RECORDS TO USE →
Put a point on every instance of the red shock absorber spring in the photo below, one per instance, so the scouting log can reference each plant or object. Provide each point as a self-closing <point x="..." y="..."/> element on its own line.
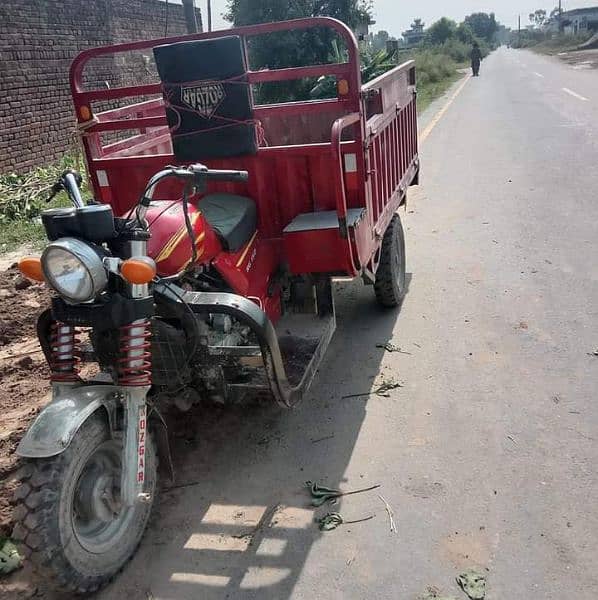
<point x="134" y="364"/>
<point x="64" y="359"/>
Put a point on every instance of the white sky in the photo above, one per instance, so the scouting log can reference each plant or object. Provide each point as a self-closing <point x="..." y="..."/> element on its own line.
<point x="396" y="15"/>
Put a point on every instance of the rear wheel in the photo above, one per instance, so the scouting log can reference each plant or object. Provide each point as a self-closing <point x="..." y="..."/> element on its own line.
<point x="69" y="516"/>
<point x="390" y="285"/>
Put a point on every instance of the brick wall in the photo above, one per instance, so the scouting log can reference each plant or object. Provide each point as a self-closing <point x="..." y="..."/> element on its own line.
<point x="38" y="40"/>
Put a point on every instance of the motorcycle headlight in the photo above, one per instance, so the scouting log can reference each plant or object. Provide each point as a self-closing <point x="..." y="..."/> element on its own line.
<point x="74" y="269"/>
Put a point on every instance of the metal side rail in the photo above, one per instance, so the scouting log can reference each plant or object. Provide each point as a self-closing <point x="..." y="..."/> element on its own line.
<point x="249" y="314"/>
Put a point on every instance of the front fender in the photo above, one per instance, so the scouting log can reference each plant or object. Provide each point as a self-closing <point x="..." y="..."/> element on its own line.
<point x="56" y="425"/>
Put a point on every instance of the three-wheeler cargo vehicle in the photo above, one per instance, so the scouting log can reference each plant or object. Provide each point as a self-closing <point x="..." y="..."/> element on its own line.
<point x="202" y="268"/>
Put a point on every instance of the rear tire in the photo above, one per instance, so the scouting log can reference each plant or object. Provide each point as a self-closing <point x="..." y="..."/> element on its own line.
<point x="68" y="515"/>
<point x="390" y="285"/>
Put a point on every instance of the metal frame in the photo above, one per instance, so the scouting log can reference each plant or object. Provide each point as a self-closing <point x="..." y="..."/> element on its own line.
<point x="381" y="112"/>
<point x="248" y="313"/>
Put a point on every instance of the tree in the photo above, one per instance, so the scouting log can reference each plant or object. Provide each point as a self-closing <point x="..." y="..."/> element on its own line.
<point x="379" y="39"/>
<point x="292" y="48"/>
<point x="249" y="12"/>
<point x="441" y="31"/>
<point x="465" y="33"/>
<point x="483" y="25"/>
<point x="538" y="18"/>
<point x="417" y="25"/>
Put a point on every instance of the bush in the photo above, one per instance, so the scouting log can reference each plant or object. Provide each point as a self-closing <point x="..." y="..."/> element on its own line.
<point x="433" y="67"/>
<point x="23" y="195"/>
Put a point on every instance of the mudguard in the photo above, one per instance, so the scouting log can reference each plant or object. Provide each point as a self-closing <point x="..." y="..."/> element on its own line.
<point x="56" y="425"/>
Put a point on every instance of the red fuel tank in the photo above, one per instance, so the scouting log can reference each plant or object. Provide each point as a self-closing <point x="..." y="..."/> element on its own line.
<point x="170" y="245"/>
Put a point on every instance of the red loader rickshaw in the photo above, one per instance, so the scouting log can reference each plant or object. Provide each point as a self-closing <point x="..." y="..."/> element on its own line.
<point x="202" y="269"/>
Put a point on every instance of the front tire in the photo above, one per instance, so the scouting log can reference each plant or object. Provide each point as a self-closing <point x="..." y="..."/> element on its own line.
<point x="390" y="285"/>
<point x="68" y="515"/>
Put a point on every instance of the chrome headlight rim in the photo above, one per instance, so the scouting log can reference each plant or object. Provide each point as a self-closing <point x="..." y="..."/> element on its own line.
<point x="88" y="257"/>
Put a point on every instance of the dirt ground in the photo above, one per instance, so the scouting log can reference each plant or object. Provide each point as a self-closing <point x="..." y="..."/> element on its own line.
<point x="23" y="375"/>
<point x="581" y="59"/>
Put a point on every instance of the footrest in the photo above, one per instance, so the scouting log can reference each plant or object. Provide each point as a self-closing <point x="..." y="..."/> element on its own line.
<point x="327" y="219"/>
<point x="313" y="243"/>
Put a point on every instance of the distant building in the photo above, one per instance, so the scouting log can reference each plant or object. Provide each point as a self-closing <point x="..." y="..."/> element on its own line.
<point x="579" y="20"/>
<point x="416" y="34"/>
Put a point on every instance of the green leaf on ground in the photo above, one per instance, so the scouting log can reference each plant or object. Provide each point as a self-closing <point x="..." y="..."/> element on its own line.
<point x="10" y="559"/>
<point x="473" y="583"/>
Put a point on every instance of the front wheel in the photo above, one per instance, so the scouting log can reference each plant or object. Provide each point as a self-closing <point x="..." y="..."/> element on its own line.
<point x="390" y="284"/>
<point x="69" y="517"/>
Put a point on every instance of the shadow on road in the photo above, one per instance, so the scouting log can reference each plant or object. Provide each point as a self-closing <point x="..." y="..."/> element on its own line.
<point x="238" y="522"/>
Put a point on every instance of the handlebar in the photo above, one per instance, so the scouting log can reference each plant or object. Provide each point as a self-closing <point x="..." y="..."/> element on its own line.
<point x="69" y="182"/>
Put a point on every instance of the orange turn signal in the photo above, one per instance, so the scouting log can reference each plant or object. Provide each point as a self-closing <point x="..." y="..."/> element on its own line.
<point x="85" y="113"/>
<point x="138" y="270"/>
<point x="31" y="267"/>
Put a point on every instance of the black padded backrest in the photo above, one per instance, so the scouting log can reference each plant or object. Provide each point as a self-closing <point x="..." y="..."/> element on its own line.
<point x="208" y="100"/>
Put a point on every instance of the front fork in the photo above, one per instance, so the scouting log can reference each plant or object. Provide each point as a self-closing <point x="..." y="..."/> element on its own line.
<point x="134" y="380"/>
<point x="134" y="445"/>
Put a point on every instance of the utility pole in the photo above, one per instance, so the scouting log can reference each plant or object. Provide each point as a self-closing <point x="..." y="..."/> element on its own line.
<point x="189" y="8"/>
<point x="519" y="30"/>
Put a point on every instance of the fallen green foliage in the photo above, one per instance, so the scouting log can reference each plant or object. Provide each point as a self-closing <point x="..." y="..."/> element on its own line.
<point x="22" y="198"/>
<point x="10" y="559"/>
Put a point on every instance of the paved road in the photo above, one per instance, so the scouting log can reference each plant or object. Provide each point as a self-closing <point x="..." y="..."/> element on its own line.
<point x="488" y="453"/>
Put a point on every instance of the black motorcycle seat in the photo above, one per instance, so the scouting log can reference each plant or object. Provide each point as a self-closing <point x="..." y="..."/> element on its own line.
<point x="233" y="218"/>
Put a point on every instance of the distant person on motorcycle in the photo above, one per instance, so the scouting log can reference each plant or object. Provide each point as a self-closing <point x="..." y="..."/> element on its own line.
<point x="476" y="59"/>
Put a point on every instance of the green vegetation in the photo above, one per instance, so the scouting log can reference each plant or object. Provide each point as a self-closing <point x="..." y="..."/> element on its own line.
<point x="436" y="72"/>
<point x="22" y="198"/>
<point x="545" y="43"/>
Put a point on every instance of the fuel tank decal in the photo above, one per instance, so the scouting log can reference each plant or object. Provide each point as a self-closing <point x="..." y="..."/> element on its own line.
<point x="176" y="239"/>
<point x="244" y="255"/>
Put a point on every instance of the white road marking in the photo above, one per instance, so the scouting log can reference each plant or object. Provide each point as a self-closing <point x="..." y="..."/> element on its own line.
<point x="575" y="94"/>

PROMPT → Your task is to copy the entries in full and exactly, without any images.

SOLUTION →
Put a point on every instance of the red shock absorber spring in the photo below, one per instance, so the scouting log can reference each plant or object. Provide each point as a self-closing <point x="..." y="..."/> element on its own line.
<point x="134" y="364"/>
<point x="64" y="359"/>
Put a point on every instance of the white sky in the photo above, one per instance, so the scouting log can reference each plant or object. Provide each point as a self-closing <point x="..." y="..."/> element on its own line.
<point x="396" y="15"/>
Put a point on every instance of the rear wheel in the photo above, one per instance, so the scouting log can reference each plant or object. Provide each point as a self-closing <point x="..." y="..."/> element on its own line.
<point x="69" y="516"/>
<point x="390" y="285"/>
Put a point on every instance of the brick wall in the photo above, one per instance, so the scouting log can reference each plant or object. Provide each point as a self-closing <point x="..." y="..."/> element on its own line.
<point x="38" y="40"/>
Put a point on every instance of the motorcycle headlight in the photo above, one per instance, so the scouting log can reference each plant or object. Provide each point as a self-closing <point x="..." y="..."/> element on its own line.
<point x="74" y="269"/>
Put a point on every instance of the metal side rail in the photo above, one per instance, so the scouting log can reference each plant or object. Provide each point as a self-closing <point x="..." y="..."/> element on its own line.
<point x="249" y="314"/>
Put a point on every instance of the front fender in the photo above, one per instance, so the scouting log can reference each plant or object. Provide each point as a self-closing <point x="..." y="..."/> element on its own line.
<point x="56" y="425"/>
Put a point on every instance of the three-wheeler cargo vehicle in the photo above, one per instance, so the scouting log can reference each plant or object. Provide each point as a self-closing <point x="..." y="..."/> element on its own line.
<point x="202" y="268"/>
Put a point on every instance of the rear tire in the photo above, one per instance, so the scouting log can reference each plant or object. Provide each point as a self-closing <point x="..." y="..."/> element on its own line.
<point x="68" y="515"/>
<point x="390" y="285"/>
Put a point on every instance of the metal frame in the photo above, one per instance, so the scouting log can reference each plant or object. Provide each point as a self-closing <point x="..." y="..."/> element on its own line.
<point x="381" y="112"/>
<point x="248" y="313"/>
Put a point on every instance of the tree in the photo above, one per instance, so the scouting log can reference each plant or object. Provide each point as a self-closing <point x="..." y="..."/> element on its own line.
<point x="379" y="39"/>
<point x="292" y="48"/>
<point x="249" y="12"/>
<point x="441" y="31"/>
<point x="465" y="33"/>
<point x="483" y="25"/>
<point x="538" y="18"/>
<point x="417" y="25"/>
Put a point on every instance of the bush in the photo above, one per instance, so the scouting log can reference each plant or object. Provide each point as a self-closing <point x="..." y="..."/> element on its own line.
<point x="433" y="67"/>
<point x="23" y="195"/>
Put a point on every instance of the mudguard in the photo above, one per instance, so the scouting log can reference each plant or object. Provide each point as a self-closing <point x="..." y="..."/> element on its own line.
<point x="56" y="425"/>
Put a point on every instance of the red fuel tank in the photo above, one per instance, so the scouting log can reference each plant or object. Provide each point as a self-closing <point x="..." y="..."/> element on its own line.
<point x="170" y="245"/>
Put a point on every instance of the red loader rickshaw in the photo above, one per instance, so the scouting log can reference each plant or object. Provide each point as a self-closing <point x="..." y="..."/> element on its own line.
<point x="202" y="269"/>
Put a point on every instance of the front tire in the photo above, one per instance, so the scouting log can reference each plant or object. Provide each point as a self-closing <point x="..." y="..."/> element on its own line.
<point x="390" y="285"/>
<point x="68" y="515"/>
Put a point on every instance of the chrome headlight rim in the photo above, one per instance, so the scouting log can reference each plant or object. Provide each point as a self-closing <point x="..." y="..."/> element on its own line.
<point x="88" y="257"/>
Put a point on every instance of the dirt ground in the photo above, one per instance, so the scouting log can reference each plant or object. Provide each point as a self-closing <point x="..." y="..."/> element on its own line.
<point x="23" y="375"/>
<point x="581" y="59"/>
Put a point on every instance of the footrest in the photo above, one per instance, so the scouting log can reference each plant or object. Provide each point as a self-closing <point x="..." y="..."/> element on its own line.
<point x="327" y="219"/>
<point x="313" y="243"/>
Put a point on every instance of the distant building in the photo above, one per instance, so the scouting log can reference each plant or object. Provide each point as a self-closing <point x="..." y="..."/> element on its own line.
<point x="579" y="20"/>
<point x="416" y="34"/>
Put a point on every instance of the green leaf on ground in the photo above, one per instance, so the scouting log can reference each plant or object. Provide each point as a self-closing <point x="..." y="..."/> element on its own line.
<point x="10" y="559"/>
<point x="473" y="583"/>
Put a point on every instance of the front wheel in the photo above, one per instance, so the scouting log can reference each plant or object. Provide each point as a self-closing <point x="..." y="..."/> element on its own line.
<point x="390" y="284"/>
<point x="69" y="517"/>
Put a point on every instance of the shadow on road in the photo above, one per instance, so the scouting log can reference each plant or object. Provide each point as a self-closing <point x="..." y="..."/> element on its own line.
<point x="238" y="522"/>
Put a point on every instance of the handlebar in the photo above, one per instance, so the scouting log can reference each plant or object. Provide each point as a self-closing <point x="..." y="..."/> element on its own line.
<point x="69" y="182"/>
Put a point on every instance of the orange turn signal in the photo above, one per instance, so the scouting log can reference each plant or object. Provide each point as a self-closing <point x="..." y="..."/> element on its own line.
<point x="85" y="113"/>
<point x="138" y="270"/>
<point x="31" y="267"/>
Put a point on every instance of the black padded backrest in the photo above, one per instance, so the scouting log can reference each plant or object. Provide each point as a self-closing <point x="..." y="..."/> element on its own line.
<point x="208" y="100"/>
Put a point on every instance of the front fork in the photo above, one per instance, so the scouting log can reference each plant or object. Provide each point as a self-closing <point x="..." y="..."/> element on its own line.
<point x="134" y="380"/>
<point x="134" y="445"/>
Put a point on every instance of the utility pole in the photo above, one per instance, so the scouting log can reference each plant or object. Provide each point as a self-closing <point x="..." y="..."/> element on its own line.
<point x="189" y="8"/>
<point x="519" y="30"/>
Put a point on every instance of the fallen green foliage in the photo above, one per instance, so the scouting log can reference each plant or object. Provide each point as a self-closing <point x="..." y="..."/> element on its own line.
<point x="22" y="198"/>
<point x="10" y="559"/>
Put a point on every instance of the paved road in the photo above, one per instance, so the scouting log can reference each plant or object. Provide each point as a self-closing <point x="..." y="..."/> element on its own line.
<point x="488" y="453"/>
Put a point on every instance of the black motorcycle seat in the photo above, one per instance, so the scouting log can reference each plant or object. Provide each point as a self-closing <point x="..." y="..."/> element on its own line.
<point x="233" y="218"/>
Put a point on every instance of the distant person on motorcycle in the photo above, one per instance, so the scouting log can reference each plant or object. Provide each point as a self-closing <point x="..." y="..."/> element on its own line.
<point x="476" y="59"/>
Put a point on every instance of the green vegetation in the photo above, one per instance, so the scouting log can reference each plant or object. Provide each point as a self-closing <point x="..." y="..."/> element on its own line.
<point x="436" y="72"/>
<point x="22" y="198"/>
<point x="545" y="43"/>
Put a point on every instance of the fuel tank decal in the photo above, one per instance, so the scouting log can reference each plant or object. Provide each point as a self-closing <point x="..." y="..."/> element on its own line.
<point x="176" y="239"/>
<point x="244" y="255"/>
Put a point on every instance of the white road marking in the photo above, one per instance, so the scouting log can reference each plant or object. Provide each point as a self-closing <point x="..." y="..."/> element on its own line.
<point x="575" y="94"/>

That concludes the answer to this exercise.